* [Aim of the task]
Pick out every line of the data below that contains the word "droplet", and copy each one. Case matters.

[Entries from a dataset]
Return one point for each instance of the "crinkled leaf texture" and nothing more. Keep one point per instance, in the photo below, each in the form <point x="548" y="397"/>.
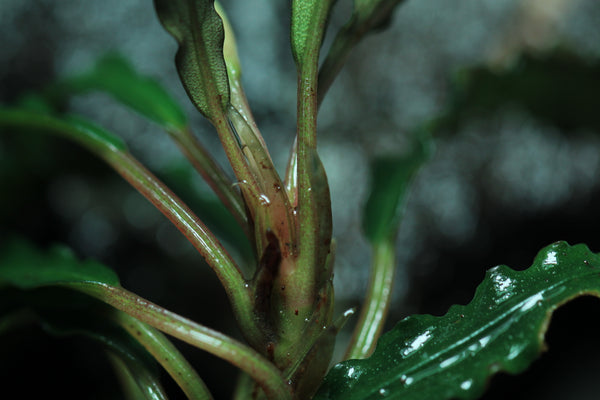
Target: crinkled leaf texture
<point x="24" y="267"/>
<point x="63" y="312"/>
<point x="453" y="356"/>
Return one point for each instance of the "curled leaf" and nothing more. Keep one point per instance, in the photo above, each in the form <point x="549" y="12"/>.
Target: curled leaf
<point x="199" y="31"/>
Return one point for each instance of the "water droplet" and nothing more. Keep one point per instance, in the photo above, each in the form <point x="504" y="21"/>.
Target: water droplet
<point x="264" y="200"/>
<point x="466" y="385"/>
<point x="503" y="285"/>
<point x="448" y="362"/>
<point x="416" y="343"/>
<point x="550" y="260"/>
<point x="532" y="302"/>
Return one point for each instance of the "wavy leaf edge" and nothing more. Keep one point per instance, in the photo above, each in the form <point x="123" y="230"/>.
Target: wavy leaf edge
<point x="426" y="356"/>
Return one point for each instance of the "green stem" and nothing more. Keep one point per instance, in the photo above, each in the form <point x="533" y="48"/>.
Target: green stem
<point x="216" y="178"/>
<point x="247" y="180"/>
<point x="247" y="359"/>
<point x="362" y="22"/>
<point x="306" y="146"/>
<point x="167" y="355"/>
<point x="376" y="305"/>
<point x="114" y="152"/>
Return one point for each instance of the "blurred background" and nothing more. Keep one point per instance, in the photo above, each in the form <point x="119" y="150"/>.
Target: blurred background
<point x="513" y="86"/>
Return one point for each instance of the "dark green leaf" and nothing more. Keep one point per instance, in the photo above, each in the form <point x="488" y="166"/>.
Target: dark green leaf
<point x="72" y="127"/>
<point x="25" y="267"/>
<point x="309" y="20"/>
<point x="453" y="356"/>
<point x="391" y="177"/>
<point x="67" y="313"/>
<point x="199" y="31"/>
<point x="115" y="76"/>
<point x="558" y="87"/>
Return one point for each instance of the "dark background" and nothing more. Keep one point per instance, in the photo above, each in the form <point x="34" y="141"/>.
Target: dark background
<point x="503" y="183"/>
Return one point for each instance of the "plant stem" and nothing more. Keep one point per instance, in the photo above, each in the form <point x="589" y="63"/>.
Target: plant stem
<point x="376" y="305"/>
<point x="362" y="22"/>
<point x="238" y="354"/>
<point x="167" y="355"/>
<point x="136" y="384"/>
<point x="216" y="178"/>
<point x="114" y="152"/>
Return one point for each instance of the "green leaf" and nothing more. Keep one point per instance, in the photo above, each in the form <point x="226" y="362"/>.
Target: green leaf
<point x="391" y="177"/>
<point x="367" y="16"/>
<point x="114" y="75"/>
<point x="309" y="20"/>
<point x="199" y="31"/>
<point x="23" y="266"/>
<point x="72" y="127"/>
<point x="559" y="87"/>
<point x="66" y="313"/>
<point x="453" y="356"/>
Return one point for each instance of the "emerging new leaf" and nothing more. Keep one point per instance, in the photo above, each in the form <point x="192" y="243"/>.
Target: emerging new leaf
<point x="199" y="31"/>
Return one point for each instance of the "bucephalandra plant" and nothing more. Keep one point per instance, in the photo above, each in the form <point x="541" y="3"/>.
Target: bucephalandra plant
<point x="285" y="305"/>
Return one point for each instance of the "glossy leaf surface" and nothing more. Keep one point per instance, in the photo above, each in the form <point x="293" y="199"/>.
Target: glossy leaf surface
<point x="391" y="177"/>
<point x="114" y="75"/>
<point x="453" y="356"/>
<point x="63" y="312"/>
<point x="199" y="31"/>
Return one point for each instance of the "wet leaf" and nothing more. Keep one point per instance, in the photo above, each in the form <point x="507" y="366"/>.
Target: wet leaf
<point x="66" y="313"/>
<point x="199" y="31"/>
<point x="453" y="356"/>
<point x="391" y="177"/>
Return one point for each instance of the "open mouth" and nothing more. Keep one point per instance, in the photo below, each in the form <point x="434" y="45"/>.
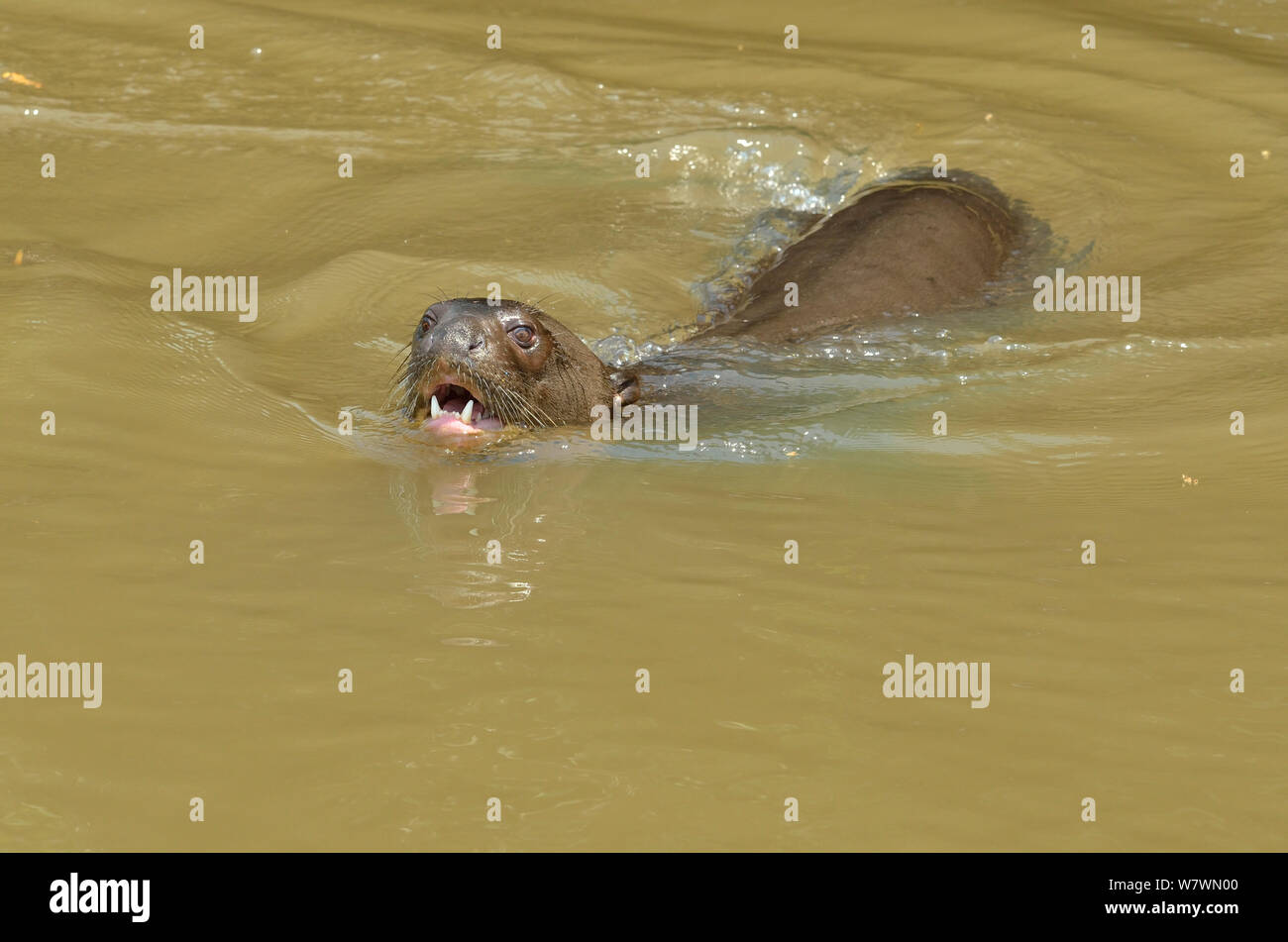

* [Answer for the task]
Return one point for each instance of the "water droplet" and nothing more. Keep one point per instance, in the photo above, each in the form <point x="504" y="21"/>.
Target: water droplet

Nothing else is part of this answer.